Work instructions -> Extract the lines of the material below word for word, starting at the line that contains "of the green" and ending at the line that contains "x=558, y=299", with both of those lines included.

Data for the task ->
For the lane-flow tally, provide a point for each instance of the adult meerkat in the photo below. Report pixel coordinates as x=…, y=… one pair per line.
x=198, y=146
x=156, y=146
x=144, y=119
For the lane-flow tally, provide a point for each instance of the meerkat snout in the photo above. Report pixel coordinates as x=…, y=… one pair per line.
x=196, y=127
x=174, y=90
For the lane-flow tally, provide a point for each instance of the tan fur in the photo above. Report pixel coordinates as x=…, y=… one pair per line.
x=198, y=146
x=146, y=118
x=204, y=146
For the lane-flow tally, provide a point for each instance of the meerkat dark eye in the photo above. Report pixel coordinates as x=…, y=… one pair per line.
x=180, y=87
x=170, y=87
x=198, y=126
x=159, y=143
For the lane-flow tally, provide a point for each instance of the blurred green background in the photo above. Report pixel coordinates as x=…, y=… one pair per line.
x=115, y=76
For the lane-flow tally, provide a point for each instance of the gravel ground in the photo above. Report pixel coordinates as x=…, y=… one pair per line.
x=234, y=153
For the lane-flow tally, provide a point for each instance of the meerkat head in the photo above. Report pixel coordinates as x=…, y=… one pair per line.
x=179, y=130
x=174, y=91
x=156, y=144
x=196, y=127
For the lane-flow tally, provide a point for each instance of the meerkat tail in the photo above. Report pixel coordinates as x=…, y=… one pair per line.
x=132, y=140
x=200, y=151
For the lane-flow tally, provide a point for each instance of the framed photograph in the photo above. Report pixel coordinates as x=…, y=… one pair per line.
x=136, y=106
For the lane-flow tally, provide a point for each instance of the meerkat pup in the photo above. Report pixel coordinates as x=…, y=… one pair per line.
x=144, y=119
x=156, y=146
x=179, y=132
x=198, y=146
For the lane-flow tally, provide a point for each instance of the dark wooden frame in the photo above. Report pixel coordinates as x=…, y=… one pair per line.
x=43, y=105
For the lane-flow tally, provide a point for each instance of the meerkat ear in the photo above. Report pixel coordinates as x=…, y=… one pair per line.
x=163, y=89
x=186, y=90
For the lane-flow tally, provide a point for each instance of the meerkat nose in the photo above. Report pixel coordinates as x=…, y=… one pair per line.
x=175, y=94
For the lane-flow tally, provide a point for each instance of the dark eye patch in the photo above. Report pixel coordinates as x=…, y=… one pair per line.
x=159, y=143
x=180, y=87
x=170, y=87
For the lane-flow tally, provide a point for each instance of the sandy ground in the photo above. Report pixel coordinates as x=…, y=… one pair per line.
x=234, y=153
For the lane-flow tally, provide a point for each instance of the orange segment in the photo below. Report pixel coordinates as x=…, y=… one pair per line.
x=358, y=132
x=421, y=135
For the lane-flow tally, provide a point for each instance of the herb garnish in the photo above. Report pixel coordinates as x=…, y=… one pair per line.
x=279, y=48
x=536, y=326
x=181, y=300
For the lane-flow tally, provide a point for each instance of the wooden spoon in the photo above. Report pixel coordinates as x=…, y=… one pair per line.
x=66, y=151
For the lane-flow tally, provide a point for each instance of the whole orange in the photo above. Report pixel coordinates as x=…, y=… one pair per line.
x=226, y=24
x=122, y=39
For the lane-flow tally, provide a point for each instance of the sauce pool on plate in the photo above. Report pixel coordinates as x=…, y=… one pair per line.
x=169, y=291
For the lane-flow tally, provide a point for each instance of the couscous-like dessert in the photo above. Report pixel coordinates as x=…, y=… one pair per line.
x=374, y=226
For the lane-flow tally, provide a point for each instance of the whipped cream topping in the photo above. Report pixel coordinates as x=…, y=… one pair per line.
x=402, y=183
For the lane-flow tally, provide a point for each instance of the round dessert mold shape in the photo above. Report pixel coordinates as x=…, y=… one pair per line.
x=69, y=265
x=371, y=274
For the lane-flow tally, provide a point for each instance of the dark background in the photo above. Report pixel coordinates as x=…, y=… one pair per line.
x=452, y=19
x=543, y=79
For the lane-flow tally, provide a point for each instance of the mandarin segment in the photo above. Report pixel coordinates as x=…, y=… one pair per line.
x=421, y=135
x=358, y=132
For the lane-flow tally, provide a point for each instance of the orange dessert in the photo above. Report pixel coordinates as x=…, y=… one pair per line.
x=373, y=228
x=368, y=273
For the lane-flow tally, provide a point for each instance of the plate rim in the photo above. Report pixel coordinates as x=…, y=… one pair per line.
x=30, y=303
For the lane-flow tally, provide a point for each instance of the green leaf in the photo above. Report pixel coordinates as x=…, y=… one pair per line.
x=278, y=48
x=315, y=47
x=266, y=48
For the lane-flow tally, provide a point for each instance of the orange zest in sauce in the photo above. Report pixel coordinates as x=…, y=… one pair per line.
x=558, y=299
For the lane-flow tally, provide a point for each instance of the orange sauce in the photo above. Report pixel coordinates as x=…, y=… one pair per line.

Solution ->
For the lane-flow tally, provide a point for each instance of the green leaf in the photo above. Report pixel coordinates as x=…, y=… one pair per line.
x=278, y=48
x=315, y=47
x=266, y=48
For the lane-flow tally, provide a point for each instance of the orange zest in sauce in the photo above. Report pixel coordinates as x=…, y=… one pair per line.
x=558, y=299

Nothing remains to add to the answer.